- [DIRECTIVE A]: In the mailing-list thread below, replace "xml archives" with "XML archives" in the passage starting at "From: Daniel Krügler" and ending at "archives use UTF8.", and give that passage again.

Boost logo

Boost Users :

From: Daniel Krügler (dsp_at_[hidden])
Date: 2008-08-18 04:02:49


Robert Ramey wrote:
> Daniel Krügler wrote:
>
>>Robert Ramey wrote:
>>
>>>the wide character xml archives use UTF8.
>>>
>>>the narrow character xml archives use the currently set locale.
>>>
>>>Robert Ramey
>>
>>Sorry for asking offhand:
>>
>>What is the reasoning behind this different behaviour?
>
> I assumed that most programs built with narrow characters used
> the locale concept to deal with this.
>
> Wide character systems lend themselves to UTF coding so I
> used that for wide char archives. In order to do this, I used
> Ron Garcia's UTF code conversion facet for streams.
>
> It would be quite easy to generate UTF coding for narrow
> character archives. Just do the following:
>
> a) Build the UTF code conversion facet for narrow character
> input (its templated on character type).
>
> b) When the stream is opened, attach this facet to the stream.
>
> Note the the output char format is not really a property of the
> serialization
> library, but rather an artifact of the way it has been used. That is, the
> serialization library depends on the standard stream library for this
> property.

- [DIRECTIVE B]: Turn all of the records below into a JSON list of strings, one string per line and no strings for blank lines. Leave the pictures out of the answer.

- [RECORDS FOR THIS TASK]:
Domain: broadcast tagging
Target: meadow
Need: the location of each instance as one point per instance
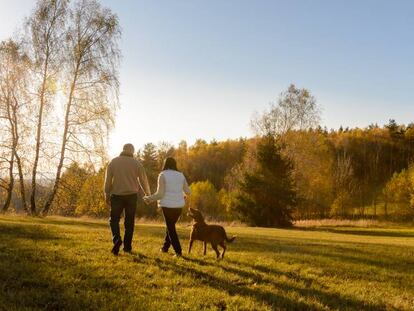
(59, 263)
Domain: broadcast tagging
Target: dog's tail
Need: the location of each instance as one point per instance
(231, 239)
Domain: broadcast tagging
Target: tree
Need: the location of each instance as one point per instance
(13, 95)
(91, 84)
(204, 197)
(149, 159)
(70, 190)
(91, 198)
(46, 31)
(400, 191)
(266, 195)
(296, 109)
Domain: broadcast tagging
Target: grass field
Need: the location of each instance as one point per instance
(65, 264)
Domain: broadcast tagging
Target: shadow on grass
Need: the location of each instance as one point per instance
(270, 298)
(33, 277)
(363, 232)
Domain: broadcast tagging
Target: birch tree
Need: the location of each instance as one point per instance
(90, 83)
(46, 30)
(13, 99)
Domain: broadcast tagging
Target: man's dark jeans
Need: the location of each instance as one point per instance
(119, 203)
(171, 216)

- [FINISHED ANSWER A]:
From: Daniel Krügler (dsp_at_[hidden])
Date: 2008-08-18 04:02:49


Robert Ramey wrote:
> Daniel Krügler wrote:
>
>>Robert Ramey wrote:
>>
>>>the wide character XML archives use UTF8.

- [FINISHED ANSWER B]:
[
  "Domain: broadcast tagging",
  "Target: meadow",
  "Need: the location of each instance as one point per instance",
  "(59, 263)",
  "Domain: broadcast tagging",
  "Target: dog's tail",
  "Need: the location of each instance as one point per instance",
  "(231, 239)",
  "Domain: broadcast tagging",
  "Target: tree",
  "Need: the location of each instance as one point per instance",
  "(13, 95)",
  "(91, 84)",
  "(204, 197)",
  "(149, 159)",
  "(70, 190)",
  "(91, 198)",
  "(46, 31)",
  "(400, 191)",
  "(266, 195)",
  "(296, 109)",
  "Domain: broadcast tagging",
  "Target: grass field",
  "Need: the location of each instance as one point per instance",
  "(65, 264)",
  "Domain: broadcast tagging",
  "Target: shadow on grass",
  "Need: the location of each instance as one point per instance",
  "(270, 298)",
  "(33, 277)",
  "(363, 232)",
  "Domain: broadcast tagging",
  "Target: birch tree",
  "Need: the location of each instance as one point per instance",
  "(90, 83)",
  "(46, 30)",
  "(13, 99)",
  "Domain: broadcast tagging",
  "Target: man's dark jeans",
  "Need: the location of each instance as one point per instance",
  "(119, 203)",
  "(171, 216)"
]